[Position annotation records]
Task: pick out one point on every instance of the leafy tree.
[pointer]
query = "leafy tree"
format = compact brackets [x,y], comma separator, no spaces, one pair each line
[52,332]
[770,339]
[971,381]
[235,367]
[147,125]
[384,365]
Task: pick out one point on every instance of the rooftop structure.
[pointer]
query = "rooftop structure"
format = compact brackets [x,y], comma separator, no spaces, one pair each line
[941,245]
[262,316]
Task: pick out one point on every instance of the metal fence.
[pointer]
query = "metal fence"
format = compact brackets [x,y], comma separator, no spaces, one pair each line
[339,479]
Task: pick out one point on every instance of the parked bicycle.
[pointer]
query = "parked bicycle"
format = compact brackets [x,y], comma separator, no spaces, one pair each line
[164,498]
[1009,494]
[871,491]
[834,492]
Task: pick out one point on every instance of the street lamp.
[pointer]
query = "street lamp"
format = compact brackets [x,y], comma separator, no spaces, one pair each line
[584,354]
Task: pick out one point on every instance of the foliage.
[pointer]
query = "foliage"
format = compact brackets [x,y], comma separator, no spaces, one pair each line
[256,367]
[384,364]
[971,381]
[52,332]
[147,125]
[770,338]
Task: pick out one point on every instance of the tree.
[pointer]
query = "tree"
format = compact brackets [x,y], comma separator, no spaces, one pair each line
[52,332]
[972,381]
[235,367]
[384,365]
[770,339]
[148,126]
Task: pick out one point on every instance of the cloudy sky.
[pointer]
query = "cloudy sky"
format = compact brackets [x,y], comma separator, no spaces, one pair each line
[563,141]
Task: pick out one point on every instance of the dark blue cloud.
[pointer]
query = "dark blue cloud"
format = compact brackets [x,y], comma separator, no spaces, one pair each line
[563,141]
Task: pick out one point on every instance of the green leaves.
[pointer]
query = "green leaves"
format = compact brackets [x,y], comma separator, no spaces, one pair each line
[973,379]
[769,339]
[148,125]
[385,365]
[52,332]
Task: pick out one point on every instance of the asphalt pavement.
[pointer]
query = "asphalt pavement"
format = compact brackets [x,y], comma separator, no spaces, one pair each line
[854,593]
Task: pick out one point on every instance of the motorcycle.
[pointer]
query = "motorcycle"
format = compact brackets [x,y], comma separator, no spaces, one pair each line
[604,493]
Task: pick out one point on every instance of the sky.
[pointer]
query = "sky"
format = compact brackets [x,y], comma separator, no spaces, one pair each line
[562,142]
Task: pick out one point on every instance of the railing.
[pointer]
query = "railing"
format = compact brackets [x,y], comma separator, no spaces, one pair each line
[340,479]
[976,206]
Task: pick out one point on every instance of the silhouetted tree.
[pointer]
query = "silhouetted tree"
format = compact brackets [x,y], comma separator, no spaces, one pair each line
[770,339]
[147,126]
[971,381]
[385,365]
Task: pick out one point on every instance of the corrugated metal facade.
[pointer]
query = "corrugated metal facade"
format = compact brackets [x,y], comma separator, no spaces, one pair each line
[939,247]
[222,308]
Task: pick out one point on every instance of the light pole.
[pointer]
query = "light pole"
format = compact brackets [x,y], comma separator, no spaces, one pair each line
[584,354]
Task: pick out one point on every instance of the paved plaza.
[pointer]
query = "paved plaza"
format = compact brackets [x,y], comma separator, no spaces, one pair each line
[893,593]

## Given problem
Leave out every line before the one containing "Task: pick out one point on every instance of the corrugated"; set down that line and all remaining lines of the material exactly.

## Reply
Task: pick out one point on every instance of the corrugated metal facade.
[pointer]
query = "corrugated metal facade"
format = compact brackets [x,y], comma separator, no spaces, one pair each line
[939,247]
[222,308]
Task: pick out one point on every instance of the light pole.
[pointer]
query = "light pole"
format = compact brackets [x,y], comma separator, no spaces, one pair each line
[584,354]
Task: pick out one point on every instance of the paved plaza.
[pointer]
query = "paved plaza"
format = compact brackets [x,y], comma separator, no spaces, one pair each line
[893,593]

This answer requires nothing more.